▶ **DATA PROVIDED**:

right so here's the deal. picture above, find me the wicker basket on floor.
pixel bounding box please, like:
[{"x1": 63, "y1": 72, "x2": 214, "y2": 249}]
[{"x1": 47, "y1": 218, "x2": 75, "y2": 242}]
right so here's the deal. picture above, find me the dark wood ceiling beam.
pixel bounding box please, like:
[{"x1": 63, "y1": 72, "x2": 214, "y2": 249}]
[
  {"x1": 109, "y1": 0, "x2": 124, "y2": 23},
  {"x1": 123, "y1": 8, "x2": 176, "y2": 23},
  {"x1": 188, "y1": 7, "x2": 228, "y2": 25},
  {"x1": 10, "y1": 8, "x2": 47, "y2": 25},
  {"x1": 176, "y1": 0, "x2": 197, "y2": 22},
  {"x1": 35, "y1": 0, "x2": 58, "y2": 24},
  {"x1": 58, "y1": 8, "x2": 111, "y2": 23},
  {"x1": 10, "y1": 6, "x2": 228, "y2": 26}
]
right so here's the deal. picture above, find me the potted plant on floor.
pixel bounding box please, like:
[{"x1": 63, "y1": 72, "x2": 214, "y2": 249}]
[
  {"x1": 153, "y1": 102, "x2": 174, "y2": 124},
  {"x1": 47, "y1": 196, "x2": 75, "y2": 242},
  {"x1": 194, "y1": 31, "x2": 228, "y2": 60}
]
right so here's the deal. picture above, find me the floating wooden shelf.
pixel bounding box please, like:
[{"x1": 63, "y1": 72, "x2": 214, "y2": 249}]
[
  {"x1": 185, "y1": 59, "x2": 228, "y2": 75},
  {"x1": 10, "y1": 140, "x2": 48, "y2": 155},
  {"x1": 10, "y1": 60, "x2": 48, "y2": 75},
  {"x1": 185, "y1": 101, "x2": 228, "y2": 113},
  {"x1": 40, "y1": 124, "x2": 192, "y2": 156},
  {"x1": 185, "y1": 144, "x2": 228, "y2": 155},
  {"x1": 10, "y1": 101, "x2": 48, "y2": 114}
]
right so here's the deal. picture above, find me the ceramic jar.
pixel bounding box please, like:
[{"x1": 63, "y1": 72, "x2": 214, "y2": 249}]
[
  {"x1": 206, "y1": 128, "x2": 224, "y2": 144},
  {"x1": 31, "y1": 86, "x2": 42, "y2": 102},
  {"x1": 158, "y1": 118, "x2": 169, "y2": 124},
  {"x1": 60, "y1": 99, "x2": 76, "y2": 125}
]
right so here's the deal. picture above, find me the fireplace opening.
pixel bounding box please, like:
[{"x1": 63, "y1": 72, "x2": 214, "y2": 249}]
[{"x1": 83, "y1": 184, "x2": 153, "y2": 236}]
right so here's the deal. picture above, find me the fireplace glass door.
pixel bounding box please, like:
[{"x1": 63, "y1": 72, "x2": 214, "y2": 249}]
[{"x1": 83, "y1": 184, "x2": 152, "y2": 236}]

▶ **WHAT YOU HAVE TO DO**:
Copy every record exactly.

▶ **ANSWER SECTION**:
right so here's the deal. picture above, find me the wicker basket on floor.
pixel bounding box please, like:
[{"x1": 63, "y1": 72, "x2": 214, "y2": 249}]
[{"x1": 47, "y1": 218, "x2": 75, "y2": 242}]
right so here's the deal. picture above, find me the dark wood ceiling beam.
pixel bounding box please, like:
[{"x1": 63, "y1": 72, "x2": 214, "y2": 249}]
[
  {"x1": 109, "y1": 0, "x2": 124, "y2": 23},
  {"x1": 123, "y1": 8, "x2": 176, "y2": 23},
  {"x1": 188, "y1": 7, "x2": 228, "y2": 25},
  {"x1": 10, "y1": 8, "x2": 47, "y2": 25},
  {"x1": 176, "y1": 0, "x2": 197, "y2": 22},
  {"x1": 35, "y1": 0, "x2": 58, "y2": 24},
  {"x1": 58, "y1": 8, "x2": 111, "y2": 23},
  {"x1": 10, "y1": 6, "x2": 228, "y2": 26}
]
right so here's the deal. picture above, find me the potted plant on floor.
pixel bounding box please, like:
[{"x1": 63, "y1": 72, "x2": 214, "y2": 249}]
[
  {"x1": 153, "y1": 102, "x2": 174, "y2": 124},
  {"x1": 47, "y1": 196, "x2": 75, "y2": 242},
  {"x1": 194, "y1": 31, "x2": 228, "y2": 60}
]
right so here's the deal. picture above, find me the floating wooden shelf.
pixel bounding box please, like:
[{"x1": 63, "y1": 72, "x2": 214, "y2": 249}]
[
  {"x1": 185, "y1": 59, "x2": 228, "y2": 75},
  {"x1": 10, "y1": 140, "x2": 48, "y2": 155},
  {"x1": 10, "y1": 60, "x2": 48, "y2": 75},
  {"x1": 185, "y1": 101, "x2": 228, "y2": 113},
  {"x1": 40, "y1": 124, "x2": 192, "y2": 156},
  {"x1": 185, "y1": 144, "x2": 228, "y2": 155},
  {"x1": 10, "y1": 101, "x2": 48, "y2": 114}
]
right so here's the deal. picture above, find me the ceramic jar.
pixel bounding box please, like:
[{"x1": 63, "y1": 72, "x2": 214, "y2": 249}]
[
  {"x1": 206, "y1": 128, "x2": 224, "y2": 144},
  {"x1": 31, "y1": 86, "x2": 42, "y2": 102},
  {"x1": 158, "y1": 118, "x2": 169, "y2": 124},
  {"x1": 60, "y1": 99, "x2": 76, "y2": 125}
]
right so here's the deal. picture above, find me the fireplace opening.
pixel bounding box please, like:
[{"x1": 63, "y1": 72, "x2": 214, "y2": 249}]
[{"x1": 83, "y1": 184, "x2": 153, "y2": 236}]
right so here's the deal. picture above, find me the fireplace glass door.
pixel bounding box please, like:
[{"x1": 63, "y1": 72, "x2": 214, "y2": 249}]
[{"x1": 83, "y1": 184, "x2": 152, "y2": 236}]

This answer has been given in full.